Lo que se pide: Enumera todos los años escritos con cifras que aparecen en el texto.

Texto:
Así, durante los doce años que separan 1988 de 2000, “el país cruzó el umbral
que separa el autoritarismo de la democracia [burguesa]” (Magaloni,
2005).
Poco después,
vendría un nuevo giro en la política mexicana: la guerra contra el
narco.
3. La guerra
contra el narco: surgimiento y anclaje
Cuando
cambia algo tan arraigado como lo es un estereotipo nacional, algo profundo
seguramente está ocurriendo. El tradicional (y estúpido) estereotipo mexicano
había sido ese del tipo con sombrero largo, durmiendo cómodamente recargado en
un cactus. Hoy en día, además o aparte de eso portamos un cuerno de
chivov bajo el sarape, listos para
vender drogas. Este cambio cultural puede verificarse en el cine desde/sobre
México. Sesenta o setenta años atrás predominaban historias sobre la Revolución
Mexicana o sus legados. Ahora todo gira alrededor de la Guerra contra el Narco.

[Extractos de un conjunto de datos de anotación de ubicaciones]
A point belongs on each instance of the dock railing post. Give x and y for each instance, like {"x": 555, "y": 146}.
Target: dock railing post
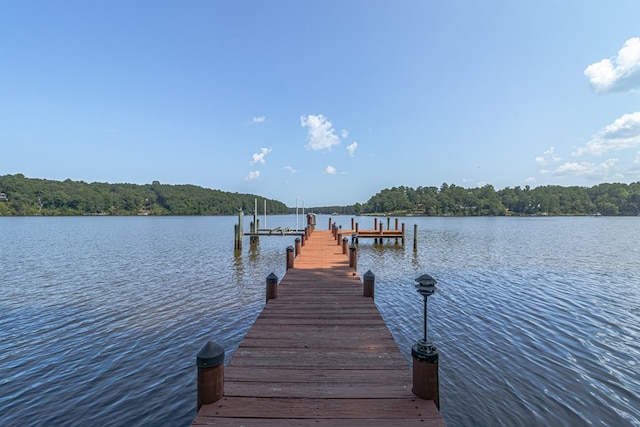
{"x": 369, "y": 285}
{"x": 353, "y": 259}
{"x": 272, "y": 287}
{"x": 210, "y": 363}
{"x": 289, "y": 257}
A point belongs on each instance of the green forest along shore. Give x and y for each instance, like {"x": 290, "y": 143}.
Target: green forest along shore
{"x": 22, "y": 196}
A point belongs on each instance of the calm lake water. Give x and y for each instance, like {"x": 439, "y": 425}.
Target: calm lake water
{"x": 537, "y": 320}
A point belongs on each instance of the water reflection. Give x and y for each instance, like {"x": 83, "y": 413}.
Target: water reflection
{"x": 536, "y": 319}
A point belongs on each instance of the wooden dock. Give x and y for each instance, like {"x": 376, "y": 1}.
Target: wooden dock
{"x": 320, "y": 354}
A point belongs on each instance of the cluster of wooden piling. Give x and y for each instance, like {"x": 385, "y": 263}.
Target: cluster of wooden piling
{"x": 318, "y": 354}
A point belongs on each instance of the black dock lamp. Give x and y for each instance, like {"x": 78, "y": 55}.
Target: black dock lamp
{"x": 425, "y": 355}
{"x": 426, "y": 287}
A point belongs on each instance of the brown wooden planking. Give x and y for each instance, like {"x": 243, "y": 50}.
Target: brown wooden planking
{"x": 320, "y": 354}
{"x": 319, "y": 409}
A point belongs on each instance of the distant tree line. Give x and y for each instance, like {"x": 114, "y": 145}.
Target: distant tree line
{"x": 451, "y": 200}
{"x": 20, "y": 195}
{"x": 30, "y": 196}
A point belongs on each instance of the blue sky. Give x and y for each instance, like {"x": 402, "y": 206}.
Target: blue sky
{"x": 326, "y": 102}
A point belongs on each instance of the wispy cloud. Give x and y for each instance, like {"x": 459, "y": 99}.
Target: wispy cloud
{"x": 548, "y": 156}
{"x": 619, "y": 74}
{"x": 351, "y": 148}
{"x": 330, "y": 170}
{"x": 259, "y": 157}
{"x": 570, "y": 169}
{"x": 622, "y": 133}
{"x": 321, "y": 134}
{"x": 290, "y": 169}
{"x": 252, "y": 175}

...

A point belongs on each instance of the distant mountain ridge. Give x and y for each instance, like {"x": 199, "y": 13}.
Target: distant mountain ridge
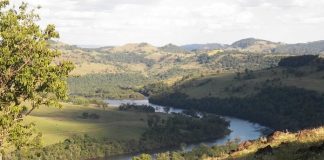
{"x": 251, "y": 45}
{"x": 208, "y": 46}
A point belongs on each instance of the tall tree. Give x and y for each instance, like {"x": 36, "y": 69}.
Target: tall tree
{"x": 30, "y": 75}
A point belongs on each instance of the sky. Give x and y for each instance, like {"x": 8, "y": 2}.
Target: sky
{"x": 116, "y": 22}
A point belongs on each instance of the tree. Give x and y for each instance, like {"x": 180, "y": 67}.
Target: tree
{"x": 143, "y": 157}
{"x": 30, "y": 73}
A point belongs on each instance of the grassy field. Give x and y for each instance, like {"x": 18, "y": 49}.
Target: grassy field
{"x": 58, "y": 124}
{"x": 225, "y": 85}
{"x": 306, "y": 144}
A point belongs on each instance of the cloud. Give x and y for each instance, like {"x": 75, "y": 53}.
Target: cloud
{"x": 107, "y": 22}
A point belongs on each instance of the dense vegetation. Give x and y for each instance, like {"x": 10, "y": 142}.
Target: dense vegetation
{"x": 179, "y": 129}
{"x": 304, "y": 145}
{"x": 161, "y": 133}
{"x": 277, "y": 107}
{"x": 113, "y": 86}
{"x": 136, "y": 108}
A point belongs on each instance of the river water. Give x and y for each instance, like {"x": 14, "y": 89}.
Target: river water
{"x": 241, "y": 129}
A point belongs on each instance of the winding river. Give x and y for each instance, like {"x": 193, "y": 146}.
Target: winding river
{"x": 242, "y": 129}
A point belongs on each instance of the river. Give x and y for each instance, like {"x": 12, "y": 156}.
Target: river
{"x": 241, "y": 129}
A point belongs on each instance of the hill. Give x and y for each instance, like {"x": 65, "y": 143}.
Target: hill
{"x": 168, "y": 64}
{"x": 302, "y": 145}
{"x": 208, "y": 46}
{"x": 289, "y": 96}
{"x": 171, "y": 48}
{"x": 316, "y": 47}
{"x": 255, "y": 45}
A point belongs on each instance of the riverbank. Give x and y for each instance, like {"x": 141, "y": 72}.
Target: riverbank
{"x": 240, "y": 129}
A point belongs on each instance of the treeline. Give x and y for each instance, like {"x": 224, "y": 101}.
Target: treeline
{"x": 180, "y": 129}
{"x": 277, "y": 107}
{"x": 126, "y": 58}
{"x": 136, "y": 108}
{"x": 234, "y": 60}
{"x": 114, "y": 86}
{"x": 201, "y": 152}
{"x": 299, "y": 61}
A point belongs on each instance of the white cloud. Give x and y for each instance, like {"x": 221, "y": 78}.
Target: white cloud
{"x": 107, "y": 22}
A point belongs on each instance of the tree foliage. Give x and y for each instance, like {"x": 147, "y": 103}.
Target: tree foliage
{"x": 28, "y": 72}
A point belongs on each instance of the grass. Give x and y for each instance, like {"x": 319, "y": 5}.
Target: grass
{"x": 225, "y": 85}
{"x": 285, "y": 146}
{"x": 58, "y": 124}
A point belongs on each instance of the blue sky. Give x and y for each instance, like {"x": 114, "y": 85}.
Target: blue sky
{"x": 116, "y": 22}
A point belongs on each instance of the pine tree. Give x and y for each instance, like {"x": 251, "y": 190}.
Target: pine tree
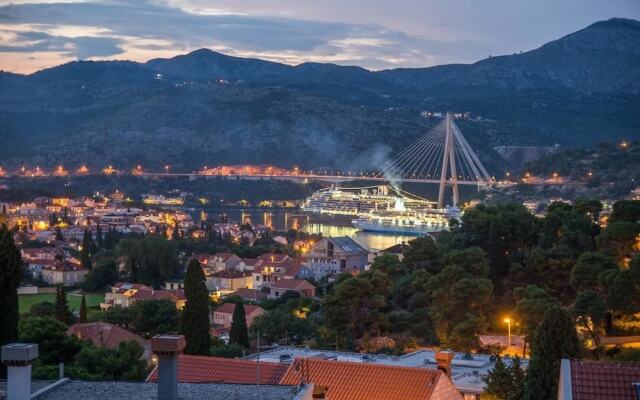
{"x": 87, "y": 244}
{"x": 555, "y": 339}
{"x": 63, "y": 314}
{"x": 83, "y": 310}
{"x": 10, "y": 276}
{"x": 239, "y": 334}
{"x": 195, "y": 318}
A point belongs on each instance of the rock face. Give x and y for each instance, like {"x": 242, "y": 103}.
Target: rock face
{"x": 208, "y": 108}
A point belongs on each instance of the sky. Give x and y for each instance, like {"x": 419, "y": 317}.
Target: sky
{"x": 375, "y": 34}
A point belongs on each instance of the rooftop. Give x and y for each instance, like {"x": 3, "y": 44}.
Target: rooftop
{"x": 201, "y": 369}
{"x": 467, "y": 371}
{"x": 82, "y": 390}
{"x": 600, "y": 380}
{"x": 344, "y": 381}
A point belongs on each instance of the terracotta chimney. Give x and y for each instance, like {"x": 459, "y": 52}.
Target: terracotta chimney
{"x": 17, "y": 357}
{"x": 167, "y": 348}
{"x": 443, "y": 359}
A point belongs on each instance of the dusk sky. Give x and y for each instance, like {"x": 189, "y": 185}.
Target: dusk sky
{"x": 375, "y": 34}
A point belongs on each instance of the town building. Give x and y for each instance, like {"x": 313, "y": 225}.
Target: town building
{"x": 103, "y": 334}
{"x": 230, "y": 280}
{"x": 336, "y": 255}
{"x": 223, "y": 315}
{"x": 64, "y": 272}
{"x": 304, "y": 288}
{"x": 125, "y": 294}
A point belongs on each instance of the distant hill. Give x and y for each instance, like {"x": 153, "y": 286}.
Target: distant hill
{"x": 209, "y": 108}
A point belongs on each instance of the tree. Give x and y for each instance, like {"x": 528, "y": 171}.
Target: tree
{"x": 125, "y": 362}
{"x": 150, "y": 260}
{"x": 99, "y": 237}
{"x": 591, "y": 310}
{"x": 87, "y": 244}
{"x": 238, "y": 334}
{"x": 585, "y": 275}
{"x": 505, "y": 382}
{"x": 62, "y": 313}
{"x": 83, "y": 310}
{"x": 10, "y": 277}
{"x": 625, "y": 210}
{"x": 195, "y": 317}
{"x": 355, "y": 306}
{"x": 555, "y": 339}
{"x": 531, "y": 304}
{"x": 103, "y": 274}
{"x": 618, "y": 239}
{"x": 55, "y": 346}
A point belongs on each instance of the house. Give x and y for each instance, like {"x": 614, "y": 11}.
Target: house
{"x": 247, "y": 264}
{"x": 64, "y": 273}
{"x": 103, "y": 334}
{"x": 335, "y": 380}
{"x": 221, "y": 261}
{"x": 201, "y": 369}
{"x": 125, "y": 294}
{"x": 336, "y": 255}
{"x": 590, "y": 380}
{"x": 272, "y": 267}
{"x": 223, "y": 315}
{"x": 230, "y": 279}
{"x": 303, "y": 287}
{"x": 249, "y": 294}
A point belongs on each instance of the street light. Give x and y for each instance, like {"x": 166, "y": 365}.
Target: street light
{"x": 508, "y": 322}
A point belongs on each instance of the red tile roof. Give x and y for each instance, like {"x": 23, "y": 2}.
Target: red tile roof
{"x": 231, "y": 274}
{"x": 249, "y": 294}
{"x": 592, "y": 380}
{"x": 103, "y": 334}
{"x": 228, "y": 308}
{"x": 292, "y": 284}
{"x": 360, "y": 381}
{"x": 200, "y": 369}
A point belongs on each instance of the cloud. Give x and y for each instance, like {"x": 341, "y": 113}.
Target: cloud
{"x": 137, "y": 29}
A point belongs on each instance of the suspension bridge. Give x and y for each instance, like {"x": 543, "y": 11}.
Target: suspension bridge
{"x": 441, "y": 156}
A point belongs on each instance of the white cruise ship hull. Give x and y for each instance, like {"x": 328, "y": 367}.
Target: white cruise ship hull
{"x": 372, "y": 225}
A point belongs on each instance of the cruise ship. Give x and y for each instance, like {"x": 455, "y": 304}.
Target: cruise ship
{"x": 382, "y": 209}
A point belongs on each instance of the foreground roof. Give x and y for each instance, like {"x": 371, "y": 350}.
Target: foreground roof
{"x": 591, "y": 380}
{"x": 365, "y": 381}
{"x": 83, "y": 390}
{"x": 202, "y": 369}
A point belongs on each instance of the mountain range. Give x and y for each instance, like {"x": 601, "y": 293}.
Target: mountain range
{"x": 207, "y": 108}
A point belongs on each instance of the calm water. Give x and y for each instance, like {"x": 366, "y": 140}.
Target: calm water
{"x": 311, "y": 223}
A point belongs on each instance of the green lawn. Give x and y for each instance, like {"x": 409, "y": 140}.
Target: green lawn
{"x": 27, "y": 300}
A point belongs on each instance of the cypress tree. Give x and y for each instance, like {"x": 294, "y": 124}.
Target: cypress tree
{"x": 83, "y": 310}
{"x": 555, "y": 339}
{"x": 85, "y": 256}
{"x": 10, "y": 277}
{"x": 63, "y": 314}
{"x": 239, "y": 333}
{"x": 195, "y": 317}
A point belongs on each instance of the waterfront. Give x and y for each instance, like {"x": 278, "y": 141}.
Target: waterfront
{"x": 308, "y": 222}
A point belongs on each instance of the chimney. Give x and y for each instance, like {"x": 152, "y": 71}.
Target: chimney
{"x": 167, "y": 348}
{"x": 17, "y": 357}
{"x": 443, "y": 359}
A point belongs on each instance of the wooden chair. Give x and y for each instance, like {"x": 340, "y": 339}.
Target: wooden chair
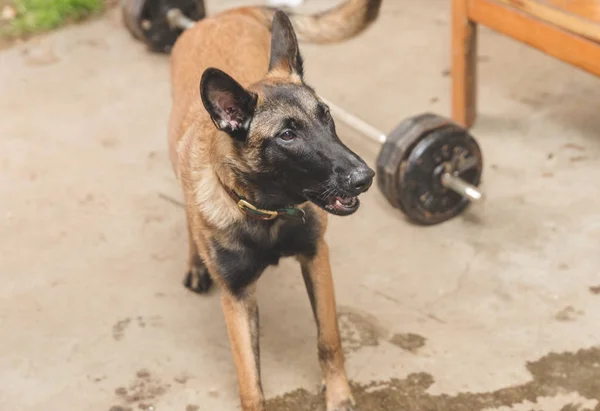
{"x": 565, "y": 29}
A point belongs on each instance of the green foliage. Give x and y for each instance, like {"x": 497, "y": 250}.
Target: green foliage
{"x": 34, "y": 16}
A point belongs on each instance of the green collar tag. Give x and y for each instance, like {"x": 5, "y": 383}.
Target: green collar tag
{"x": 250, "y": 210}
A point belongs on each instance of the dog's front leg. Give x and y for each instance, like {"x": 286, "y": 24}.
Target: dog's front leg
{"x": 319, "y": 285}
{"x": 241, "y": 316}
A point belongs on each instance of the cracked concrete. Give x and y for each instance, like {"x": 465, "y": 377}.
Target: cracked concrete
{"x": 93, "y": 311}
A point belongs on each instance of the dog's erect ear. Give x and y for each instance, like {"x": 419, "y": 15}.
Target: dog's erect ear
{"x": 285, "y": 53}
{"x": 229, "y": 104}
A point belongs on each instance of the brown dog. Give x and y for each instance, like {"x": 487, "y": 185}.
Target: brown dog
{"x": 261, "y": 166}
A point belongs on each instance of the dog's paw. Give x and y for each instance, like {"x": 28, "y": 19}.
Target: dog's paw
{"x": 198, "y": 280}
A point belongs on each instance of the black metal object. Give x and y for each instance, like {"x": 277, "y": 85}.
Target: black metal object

Respuesta: 1988, 2000, 2005